▸ PAGE:
↓↓↓
Bass Harbor Lighthouse is open daily from 9am to sunset. Although sunset is the best time to visit we can only imagine how mystical and magical it looks on a gloomy New England day surrounded by thick fog where you can’t see much of it but only the flashing red light. The Lighthouse is a stop on the free bus that you can take from Bass Harbor so make sure you come and take a look at this treasure.


Ship Harbor Nature Trail is another one of our favorite hikes. A short 1.3 mile figure eight shaped trail through windy wooded paths, lush forest, red colored buses and wildflowers leads hikers to a jagged pink colored seashore. Mainly flat and a little rocky at times the trail got it’s name supposedly because small ships used to look for cover here in the inland during sea storms. Some say they still do and if you are brave enough to venture here during stormy weather you might even get lucky and encounter some of them.

We did not see any while trekking this route but did see ducks swimming in the water and all kind of singing birds hiding in the bushes. This trail is popular between birdwatchers and dog walkers. It’s also great for families with small children if you are looking for an easy loop trail and don’t have much time to spare. Definitely go at low tide to check out the tide pools. Lots of rocks to explore and beautiful coastline. We took a walk along the seashore and thoroughly enjoyed the marvelous vistas of the ocean while listening to the waves crash into the granite.
↑↑↑
▸ DATASET RECORDS:
↓↓↓
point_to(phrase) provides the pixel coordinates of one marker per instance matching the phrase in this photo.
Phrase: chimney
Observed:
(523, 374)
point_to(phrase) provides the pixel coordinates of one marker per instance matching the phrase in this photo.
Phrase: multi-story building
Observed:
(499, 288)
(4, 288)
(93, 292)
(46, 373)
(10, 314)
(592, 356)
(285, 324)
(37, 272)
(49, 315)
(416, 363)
↑↑↑
↓↓↓
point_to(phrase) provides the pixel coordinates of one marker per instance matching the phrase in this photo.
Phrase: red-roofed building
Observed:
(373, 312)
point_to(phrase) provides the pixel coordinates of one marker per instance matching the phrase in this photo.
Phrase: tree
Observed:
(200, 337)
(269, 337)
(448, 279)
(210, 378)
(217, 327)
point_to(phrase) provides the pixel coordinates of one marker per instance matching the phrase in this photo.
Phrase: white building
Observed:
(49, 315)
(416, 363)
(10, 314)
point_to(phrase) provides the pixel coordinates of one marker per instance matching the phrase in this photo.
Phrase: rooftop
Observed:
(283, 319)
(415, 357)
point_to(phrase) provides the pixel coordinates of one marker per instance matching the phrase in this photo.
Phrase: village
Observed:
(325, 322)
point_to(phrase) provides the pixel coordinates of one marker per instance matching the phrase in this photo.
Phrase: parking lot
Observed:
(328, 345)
↑↑↑
↓↓↓
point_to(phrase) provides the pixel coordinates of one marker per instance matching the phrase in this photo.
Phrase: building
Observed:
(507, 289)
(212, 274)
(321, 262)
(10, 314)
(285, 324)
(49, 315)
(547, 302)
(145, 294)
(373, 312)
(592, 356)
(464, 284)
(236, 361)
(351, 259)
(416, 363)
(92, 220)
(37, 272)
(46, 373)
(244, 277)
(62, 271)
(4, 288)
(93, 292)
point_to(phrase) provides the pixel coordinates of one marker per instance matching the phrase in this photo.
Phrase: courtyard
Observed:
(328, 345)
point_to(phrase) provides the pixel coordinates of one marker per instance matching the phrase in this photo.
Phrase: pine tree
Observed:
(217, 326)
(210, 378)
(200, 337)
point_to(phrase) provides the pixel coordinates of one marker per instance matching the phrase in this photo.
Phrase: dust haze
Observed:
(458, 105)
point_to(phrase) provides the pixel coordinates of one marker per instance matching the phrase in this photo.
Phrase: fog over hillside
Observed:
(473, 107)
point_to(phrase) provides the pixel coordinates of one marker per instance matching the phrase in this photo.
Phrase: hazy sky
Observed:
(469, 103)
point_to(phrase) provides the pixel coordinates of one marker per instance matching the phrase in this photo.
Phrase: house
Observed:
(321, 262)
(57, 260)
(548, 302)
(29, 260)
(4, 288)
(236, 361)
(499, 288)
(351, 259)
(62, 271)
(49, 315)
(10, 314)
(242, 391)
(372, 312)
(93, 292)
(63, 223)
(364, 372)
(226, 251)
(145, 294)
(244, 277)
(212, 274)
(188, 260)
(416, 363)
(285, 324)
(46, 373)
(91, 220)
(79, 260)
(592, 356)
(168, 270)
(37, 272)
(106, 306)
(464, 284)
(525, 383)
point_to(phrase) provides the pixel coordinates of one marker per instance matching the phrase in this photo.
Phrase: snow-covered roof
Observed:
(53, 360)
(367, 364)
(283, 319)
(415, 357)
↑↑↑
▸ EXERCISE OBJECTIVE: Pick up the travel piece about Bass Harbor Lighthouse and the Ship Harbor Nature Trail and continue it from its final sentence.

▸ WRITTEN RESPONSE:
Pack a basket and find a spot along the shore on the rocks for a delicious picnic, bask in the sun while listening to nothing else but the waves and birds singing, climb rocks by the water or just sit and take in the views, dip your feet in the cold water during low tide while marveling at the woodlands, cove and rocky coast. This trail is little known and not very populated so you’ll find yourself in total serenity surrounded by nothing else but quiet and peacefulness.

We took our time by the rocks and the trail took us about an hour with a toddler in tow but visitors should be able to do this hike in less than that depending on shape and hiking abilities. There is not a big parking lot but you can always find a spot by the side of the road. The trail is very well marked and taken care of so if you follow the cleared path you would never get lost here.


The largest island off the coast of Maine, Mount Desert has seen American Indians dating back 6000 years ago, French and British colonists, fought to establish dominion in Acadia, but it was the outsiders, artists, and journalists who magnified the Island with their paint palettes and brushstrokes, inspiring friends and leaders to gather here. Mount Desert, still remote from the cities of the East, became a haven for the well established people in the 1800s. It quickly turned into retreat for the famous. The Rockefellers, Morgans, Fords, Vanderbilts, Carnegies, and Astors all chose to spend their holidays here which transformed the landscape of Mount Desert Island.

The Somesville Museum holds the heart to the history of Mount Desert Island. The white cottage like building overlooks an ancient mill pond and tranquil Somes Harbor. The museum was built in 1981 and consists of the Sumesville Selectman’s Building, the Heirloom Gardens that have been blooming plants and herbs here since 19th century and the Thaddeus Shepley Somes Memorial Bridge. According to the museum information we were given Memorial Bridge is the most photographed bridge on the east coast.

We quickly realized why that would be. A white wooden bridge spreading across the pond with a  background of a picturesque and relaxing landscape, surrounded by blooming flowers of all colors is the setting for a picture like no other. We couldn’t decide from which angle the bridge looked the best as from all of them it was a magnificent scene. It is located right in the heart of town and you could walk from and to it to other attractions or restaurants around.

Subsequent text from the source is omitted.